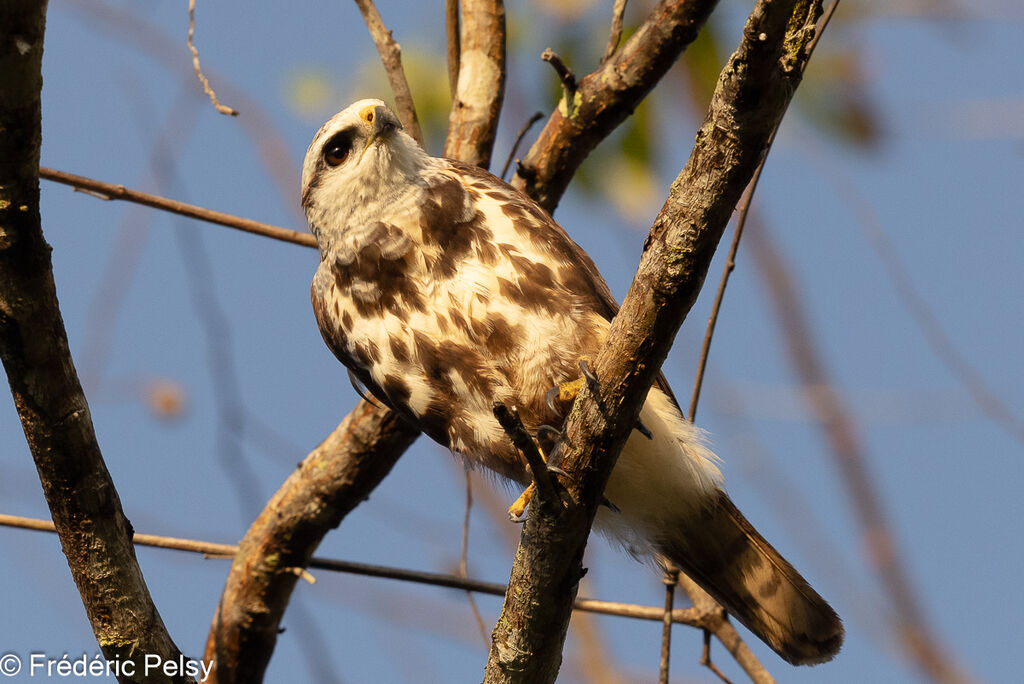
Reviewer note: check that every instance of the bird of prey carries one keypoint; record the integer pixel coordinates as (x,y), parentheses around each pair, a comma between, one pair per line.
(443,291)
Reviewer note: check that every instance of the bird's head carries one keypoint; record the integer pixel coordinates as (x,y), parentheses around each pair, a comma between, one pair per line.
(358,161)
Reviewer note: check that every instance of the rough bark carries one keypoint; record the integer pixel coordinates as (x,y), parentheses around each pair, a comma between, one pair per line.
(606,97)
(753,92)
(336,477)
(480,86)
(93,531)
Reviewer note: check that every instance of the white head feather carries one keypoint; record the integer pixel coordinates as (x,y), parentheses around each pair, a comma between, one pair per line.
(358,161)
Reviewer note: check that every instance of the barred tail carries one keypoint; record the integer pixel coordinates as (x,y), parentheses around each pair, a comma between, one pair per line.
(722,552)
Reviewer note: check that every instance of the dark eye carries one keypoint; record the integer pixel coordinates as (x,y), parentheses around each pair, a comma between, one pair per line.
(337,148)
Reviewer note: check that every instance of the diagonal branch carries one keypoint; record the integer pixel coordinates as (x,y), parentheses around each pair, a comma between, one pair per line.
(480,87)
(83,502)
(753,92)
(213,550)
(390,53)
(112,191)
(338,475)
(606,97)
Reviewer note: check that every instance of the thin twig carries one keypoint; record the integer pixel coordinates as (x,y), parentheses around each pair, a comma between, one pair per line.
(390,53)
(212,550)
(706,658)
(111,191)
(616,30)
(452,33)
(464,553)
(518,138)
(607,96)
(913,632)
(223,109)
(730,264)
(924,315)
(566,76)
(671,580)
(480,87)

====

● **Short exercise**:
Convert the items above into a two-column CSV headed instruction and points. Give one row per item, with its text in one quoted field and its answer in the other, line breaks replaced by spaces, and leave the pictures out.

● **The answer**:
instruction,points
"Reviewer note: check that every instance of the bird of prey carries one keypoint; record the integer pixel coordinates as (x,y), parentheses around each pair, a comma between, one pair per line.","(443,291)"
"Reviewer note: check that every instance of the bird's head carries one keypoint; record the integer pixel coordinates as (x,y), parentheses around each pair, a comma between, one pair per line.","(358,161)"
"Reviewer note: check that every instance of the rough bark carries one keypoint; record the integer pixel coordinates as (x,y), parentheses around each pair, a comma between, one pair per line.","(606,97) (753,92) (336,477) (480,86) (93,531)"
"Reviewer note: check that every instance of the white head feather carries one keypoint; record the integer pixel coordinates as (x,y), parentheses around each pair, a comma between, one pair per line.","(358,161)"
"Reviewer note: check that every instance of the barred tail carries one keypoint; record the integer pixel coordinates as (x,y), parentheses around each pair, a comma between, one pair per line.","(722,552)"
"Reviewer note: check that every instance of the dark eye carries one keypoint; record the integer pixel coordinates as (x,y), parentheses around each pair, a comma between, one pair per line.","(337,148)"
"Reviewer note: check that every instance of the diagonal branch carries one keypoint; record the integer pixel coordinates as (x,y), parentheses around each pair, a comma between, one pair per line.","(480,87) (83,502) (753,92) (213,550) (390,53) (112,191) (338,475) (606,97)"
"Reviewer note: check that every instance of the thin twig carries one keypoint; record the integer pixel coordinates as (x,y), parentheses around each pair, a comma between, one pair per line.","(390,53) (212,550) (706,658) (111,191) (616,30) (452,33) (464,553) (518,138) (607,96) (913,632) (223,109) (730,264) (924,315) (566,76) (671,580) (480,87)"